THINGS TO DO:
1/ In the excerpt on the American Revolutionary era, what year did the motto "In God We Trust" first appear on a U.S. coin?
2/ Please retype the section of the excerpt on the American Revolutionary era starting with "E PLURIBUS UNUM ..." and going on through "on most U. S.".

EXCERPT TO READ:
════════════════
Historians and Others about the American Revolutionary Era (or about several Founding Fathers)

E PLURIBUS UNUM ... is the Latin motto on the face of the Great Seal of the United States; .... This phrase means one out of the many. It refers to the
creation of one nation, the United States, out of 13 colonies. It is equally appropriate to today's federal system. Benjamin Franklin, John Adams, and
Thomas Jefferson, members of the first committee for the selection of the seal, suggested the motto in 1776. It can be traced back to Horace's Epistles
[65-8 BCE]. Since 1873, the law requires that this motto appear on one side of every United States coin that is minted. (Donald H. Mugridge,World
Book Encyclopedia, Volume 6 (E), Chicago: Field Enterprises Educational Corporation, 1976, p.2. "E Pluribus Unum" has appeared on most U. S.
coins, beginning in the late 1790s. The motto "In God We Trust" did not appear on any U. S. coin until 1864, when "Its presence on the new coin was
due largely to the increased religious sentiment during the Civil War Crisis," according to R. S. Yeoman, A Guide Book of United States Coins, 38th ed.,
Racine, Wisc.: Western Publishing Co., p. 89. The religious motto did not appear regularly on U. S. paper money until the 1950s.)

[The] manifest object of the men who framed the institution of this country, was to have a State without religion and a Church without politics--that is to
say, they meant that one should never be used as an engine for the purposes of the other.... For that they built up a wall of complete partition between the
two. (Jeremiah S. Black, noted constitutional advocate, Essays and Speeches, D. Appleton and Co., 1885. As quoted by Leo Pfeffer, "The Establishment
Clause: The Never-Ending Conflict," in Ronald C. White and Albright G. Zimmerman, An Unsettled Arena: Religion and the Bill of Rights, Grand Rapids,
Michigan: William B. Eerdmans Publishing Company, 1990, p. 72.)

Social radicalism in America had long been tinged with anticlericalism. The old alliances of church establishments with local aristocracies, and the
widespread assumption of the clergy that God was a disciple of Alexander Hamilton, had antagonized men of liberal inclination; and European deism
obligingly provided plausible arguments from history and philosophy for detesting the clergy and spurning revealed religion. The French Revolution
sharpened the issue when its antireligious excesses provoked preachers throughout the country to warn against too much democracy. The writings of
Ethan Allen, Joel Barlow and Elihu Palmer, and the free-thinking societies which dotted the young nation in the seventeen nineties, were notable
expressions of this republican anticlericalism. (Arthur M. Schlesinger, Jr., American historian, The Age of Jackson, Boston: Little, Brown and Company,
1945, p. 136. Schlesinger won the Pulitzer Prize for History for The Age of Jackson.)

Live-and-let-live, worship-and-let-worship was the essence of religion in this land of vast distances and a hundred religions, of which the most important in
terms of politics was the vaguely Christian rationalism that governed the tolerant minds of men like Jefferson, Franklin, Hamilton, and Washington. (The
last and least skeptical of these rationalists loaded his First Inaugural Address with appeals to the "Great Author," "Almighty Being," "invisible hand," and
"benign parent of the human race," but apparently could not bring himself to speak the the word "God.") (Clinton Rossiter, American historian, "The
United States in 1787," 1787: The Grand Convention, New York: W. W. Norton & Company, 1987 (first ed., 1966), p. 36.)
════════════════
Excerpts from a detection dataset:
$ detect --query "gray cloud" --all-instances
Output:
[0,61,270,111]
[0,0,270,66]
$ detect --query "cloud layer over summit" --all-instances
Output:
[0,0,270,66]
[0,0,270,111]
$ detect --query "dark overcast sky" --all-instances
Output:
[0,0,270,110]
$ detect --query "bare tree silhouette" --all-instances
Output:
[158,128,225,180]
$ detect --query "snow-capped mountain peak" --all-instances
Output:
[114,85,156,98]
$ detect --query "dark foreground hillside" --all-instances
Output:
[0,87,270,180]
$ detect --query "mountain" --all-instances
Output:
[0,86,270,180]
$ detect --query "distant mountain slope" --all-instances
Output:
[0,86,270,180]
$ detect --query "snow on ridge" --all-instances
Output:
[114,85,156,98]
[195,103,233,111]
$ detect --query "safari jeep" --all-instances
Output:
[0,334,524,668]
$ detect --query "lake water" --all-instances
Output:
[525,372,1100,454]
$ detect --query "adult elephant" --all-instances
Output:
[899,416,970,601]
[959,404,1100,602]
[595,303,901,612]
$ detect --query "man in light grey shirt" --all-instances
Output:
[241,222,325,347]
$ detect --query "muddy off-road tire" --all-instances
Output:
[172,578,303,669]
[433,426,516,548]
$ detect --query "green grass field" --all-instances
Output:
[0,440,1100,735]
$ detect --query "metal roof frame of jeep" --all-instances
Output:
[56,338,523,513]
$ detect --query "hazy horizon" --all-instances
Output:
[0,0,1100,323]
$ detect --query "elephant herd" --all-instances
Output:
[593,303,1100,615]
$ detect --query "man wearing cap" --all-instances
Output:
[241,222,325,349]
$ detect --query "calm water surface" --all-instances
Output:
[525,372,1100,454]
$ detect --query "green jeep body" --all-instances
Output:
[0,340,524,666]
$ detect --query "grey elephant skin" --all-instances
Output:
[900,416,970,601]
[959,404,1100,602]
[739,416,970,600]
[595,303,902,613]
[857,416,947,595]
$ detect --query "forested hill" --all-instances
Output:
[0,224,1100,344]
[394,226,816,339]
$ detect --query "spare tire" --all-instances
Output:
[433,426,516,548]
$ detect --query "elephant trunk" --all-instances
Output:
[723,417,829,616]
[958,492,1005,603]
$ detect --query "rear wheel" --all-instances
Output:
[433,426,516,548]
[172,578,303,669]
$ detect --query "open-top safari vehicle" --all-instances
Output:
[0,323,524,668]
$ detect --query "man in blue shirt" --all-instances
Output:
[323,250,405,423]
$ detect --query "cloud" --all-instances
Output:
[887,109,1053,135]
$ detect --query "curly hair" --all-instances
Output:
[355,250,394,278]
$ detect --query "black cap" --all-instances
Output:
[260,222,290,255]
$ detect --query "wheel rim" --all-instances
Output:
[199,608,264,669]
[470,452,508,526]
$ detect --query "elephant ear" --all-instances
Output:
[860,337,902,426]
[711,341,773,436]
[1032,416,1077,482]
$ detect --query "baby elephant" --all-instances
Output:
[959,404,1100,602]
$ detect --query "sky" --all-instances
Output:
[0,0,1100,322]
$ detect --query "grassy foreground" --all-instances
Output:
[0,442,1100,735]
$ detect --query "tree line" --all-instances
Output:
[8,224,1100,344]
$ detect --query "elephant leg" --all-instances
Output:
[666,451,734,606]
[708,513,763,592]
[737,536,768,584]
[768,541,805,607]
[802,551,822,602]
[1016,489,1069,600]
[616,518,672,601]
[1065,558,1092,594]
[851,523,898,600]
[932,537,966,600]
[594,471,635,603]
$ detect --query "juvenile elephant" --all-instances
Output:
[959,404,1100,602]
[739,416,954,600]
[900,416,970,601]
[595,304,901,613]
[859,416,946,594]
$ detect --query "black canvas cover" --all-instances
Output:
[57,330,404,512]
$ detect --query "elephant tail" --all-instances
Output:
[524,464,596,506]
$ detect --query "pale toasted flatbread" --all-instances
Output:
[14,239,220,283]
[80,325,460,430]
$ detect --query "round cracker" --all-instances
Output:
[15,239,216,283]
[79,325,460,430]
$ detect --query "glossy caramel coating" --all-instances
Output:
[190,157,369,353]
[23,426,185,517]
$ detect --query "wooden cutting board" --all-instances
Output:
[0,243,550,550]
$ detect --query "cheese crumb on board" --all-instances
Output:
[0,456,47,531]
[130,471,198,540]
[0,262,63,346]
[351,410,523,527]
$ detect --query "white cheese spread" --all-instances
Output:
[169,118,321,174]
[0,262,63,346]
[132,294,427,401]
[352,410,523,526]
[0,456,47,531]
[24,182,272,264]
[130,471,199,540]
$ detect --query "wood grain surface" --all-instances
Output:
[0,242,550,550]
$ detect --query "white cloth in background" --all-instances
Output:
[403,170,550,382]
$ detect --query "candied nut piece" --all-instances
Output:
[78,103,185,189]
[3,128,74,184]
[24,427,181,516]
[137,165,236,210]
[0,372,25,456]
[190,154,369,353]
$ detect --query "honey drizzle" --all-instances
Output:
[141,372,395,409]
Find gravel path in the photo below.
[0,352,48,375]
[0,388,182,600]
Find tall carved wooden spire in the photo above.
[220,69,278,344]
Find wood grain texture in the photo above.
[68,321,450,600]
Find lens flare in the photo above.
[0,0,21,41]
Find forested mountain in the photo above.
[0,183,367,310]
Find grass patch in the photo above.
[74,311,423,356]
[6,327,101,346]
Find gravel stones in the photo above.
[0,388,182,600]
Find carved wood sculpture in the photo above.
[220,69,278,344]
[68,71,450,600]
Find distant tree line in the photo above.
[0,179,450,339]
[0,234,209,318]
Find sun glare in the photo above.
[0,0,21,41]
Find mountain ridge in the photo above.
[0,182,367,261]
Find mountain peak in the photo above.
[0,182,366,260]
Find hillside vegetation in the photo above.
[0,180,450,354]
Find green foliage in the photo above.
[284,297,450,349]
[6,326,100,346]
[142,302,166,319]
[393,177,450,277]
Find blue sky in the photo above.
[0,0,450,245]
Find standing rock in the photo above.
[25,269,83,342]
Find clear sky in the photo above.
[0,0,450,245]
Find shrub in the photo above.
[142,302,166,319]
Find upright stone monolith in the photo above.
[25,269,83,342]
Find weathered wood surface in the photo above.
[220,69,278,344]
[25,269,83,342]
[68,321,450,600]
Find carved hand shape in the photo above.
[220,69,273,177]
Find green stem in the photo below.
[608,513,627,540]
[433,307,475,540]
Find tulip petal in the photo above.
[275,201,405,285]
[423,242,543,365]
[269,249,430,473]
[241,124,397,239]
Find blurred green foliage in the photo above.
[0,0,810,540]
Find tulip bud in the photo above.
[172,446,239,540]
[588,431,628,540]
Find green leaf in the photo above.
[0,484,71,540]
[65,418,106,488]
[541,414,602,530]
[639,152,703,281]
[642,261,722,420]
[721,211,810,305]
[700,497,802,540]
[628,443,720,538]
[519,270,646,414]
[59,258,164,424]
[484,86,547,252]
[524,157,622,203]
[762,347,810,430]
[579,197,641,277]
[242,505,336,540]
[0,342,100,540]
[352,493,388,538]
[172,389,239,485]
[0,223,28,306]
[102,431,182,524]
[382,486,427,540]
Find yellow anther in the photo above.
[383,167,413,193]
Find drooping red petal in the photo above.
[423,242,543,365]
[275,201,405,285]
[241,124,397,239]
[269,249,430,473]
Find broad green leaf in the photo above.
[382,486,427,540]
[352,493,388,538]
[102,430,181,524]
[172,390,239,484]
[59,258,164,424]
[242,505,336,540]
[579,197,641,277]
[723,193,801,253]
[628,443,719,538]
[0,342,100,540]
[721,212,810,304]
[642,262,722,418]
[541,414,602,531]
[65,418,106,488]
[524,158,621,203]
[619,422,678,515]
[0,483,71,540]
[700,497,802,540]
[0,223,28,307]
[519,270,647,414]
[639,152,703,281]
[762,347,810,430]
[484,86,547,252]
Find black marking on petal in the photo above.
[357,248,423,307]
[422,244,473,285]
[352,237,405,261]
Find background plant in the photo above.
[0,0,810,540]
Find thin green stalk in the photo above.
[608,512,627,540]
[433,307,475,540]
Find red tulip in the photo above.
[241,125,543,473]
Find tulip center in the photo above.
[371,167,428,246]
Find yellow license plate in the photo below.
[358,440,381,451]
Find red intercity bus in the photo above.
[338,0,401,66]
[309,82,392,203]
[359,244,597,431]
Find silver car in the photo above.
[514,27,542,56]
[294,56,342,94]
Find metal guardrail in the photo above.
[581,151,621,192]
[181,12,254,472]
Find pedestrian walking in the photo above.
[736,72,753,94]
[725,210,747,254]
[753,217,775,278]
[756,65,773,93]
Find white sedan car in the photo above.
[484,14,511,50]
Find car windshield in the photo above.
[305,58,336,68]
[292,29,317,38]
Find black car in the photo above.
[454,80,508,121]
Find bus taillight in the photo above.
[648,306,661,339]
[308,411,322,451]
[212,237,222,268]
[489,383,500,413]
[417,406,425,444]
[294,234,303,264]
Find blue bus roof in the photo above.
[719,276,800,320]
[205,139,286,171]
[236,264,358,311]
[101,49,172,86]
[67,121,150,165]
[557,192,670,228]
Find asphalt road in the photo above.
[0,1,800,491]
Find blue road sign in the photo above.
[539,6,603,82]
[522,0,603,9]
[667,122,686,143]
════════════════
WORKED ANSWERS:
1/ 1864

2/
E PLURIBUS UNUM ... is the Latin motto on the face of the Great Seal of the United States; .... This phrase means one out of the many. It refers to the
creation of one nation, the United States, out of 13 colonies. It is equally appropriate to today's federal system. Benjamin Franklin, John Adams, and
Thomas Jefferson, members of the first committee for the selection of the seal, suggested the motto in 1776. It can be traced back to Horace's Epistles
[65-8 BCE]. Since 1873, the law requires that this motto appear on one side of every United States coin that is minted. (Donald H. Mugridge,World
Book Encyclopedia, Volume 6 (E), Chicago: Field Enterprises Educational Corporation, 1976, p.2. "E Pluribus Unum" has appeared on most U. S.